Using the essay on bipolar disorder and lost friendships, explain in one to three sentences why the writer finds it hard to make new friends.

[Document text — start]

I read Meghan Camello’s “To the Friends Who Left Because of my Mental Illness” at the perfect time. I’d been thinking a lot about friends who’d faded from my life, who stopped interacting with me on social media, who never sent me a wedding invitation, who — last straw — dropped me after I made an ass out of myself by drinking too much. This is not a sympathy grab but an honest glimpse at the toll bipolar disorder takes on my friendships. Someone once said losing a friend is worse than losing a lover. I agree. What are the odds you’ll find “the one” on the first try? We expect to lose lovers. We don’t expect to lose friends. We assume friends will be around forever. We don’t expect friends to block us on Facebook or not invite us to their wedding.
• What is Bipolar disorder?
I share the blame. I can be a difficult friend. I’m bipolar, but I’m responsible for managing my illness, though my brain makes it difficult. I’m a professor. Sometimes, teaching is the only reason I leave the house. Teaching forces me to perform, which means I’m exhausted at the end of the day. Off the clock or during summer, my voice changes to a whisper. My face slackens. Cashiers ask me to repeat myself. I look down. It hurts to speak. I sound like a boy. When manic or hypomanic, I can’t stop talking. I’m the life of the party. Teaching is easy. In college, people went out of their way to invite me to parties because, “Fish is so much fun.” I am no longer the whispering boy with a slackened face. I am the confident man with a sensuous voice women love. I remember one woman saying, over the phone, “Just talk.” Mania makes me magnetic. I own the room. Anything’s possible.
I don’t party much now, but two years ago at a writer’s conference, I drank liquor with my meds and embarrassed a friend of six years who’d had enough of my intense mood swings. We no longer communicate and are blocked on social media. I’ve made tremendous strides in my treatment since we fell out. I diligently take my meds, which have taken the edge off my symptoms. My psychiatrist is proud of me. I stopped drinking liquor and only drink beer, slow and steady, content with an easy, simmering buzz that doesn’t render me incoherent and unable to walk straight.
To my friends who were tired of me disappearing for long stretches when depressed or friends fed up with my erratic behavior, I’m sorry. I wish you were still around. It’s hard making new friends as an itinerant professor. I’ve moved five times since 2012 — five different states! You know I’m bipolar, but do you know I sometimes resent it? You know bipolar put me in a state mental hospital as a teen, but do you know my biggest worry was what my friends back home thought? Do you know I concocted lies to protect my secret? Do you know I wondered why my commitment was “shameful” when my health was improving? Do you know with each failed friendship, I become more paranoid I’ll fuck up the next one? Do you know I try my best to learn from my mistakes, despite my brain and stigma conspiring against me? Do you know I would give anything to take back the times I disappointed you?
Will you at least read this? I hope so. It’s proof of my existence.

[Document text — finish]
[Recorded data — start]

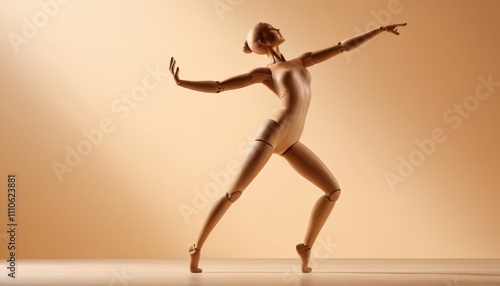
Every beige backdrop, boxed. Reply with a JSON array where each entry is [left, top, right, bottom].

[Recorded data — finish]

## Exercise output
The writer is an itinerant professor who has moved five times since 2012, to five different states. That constant moving makes new friendships hard to form.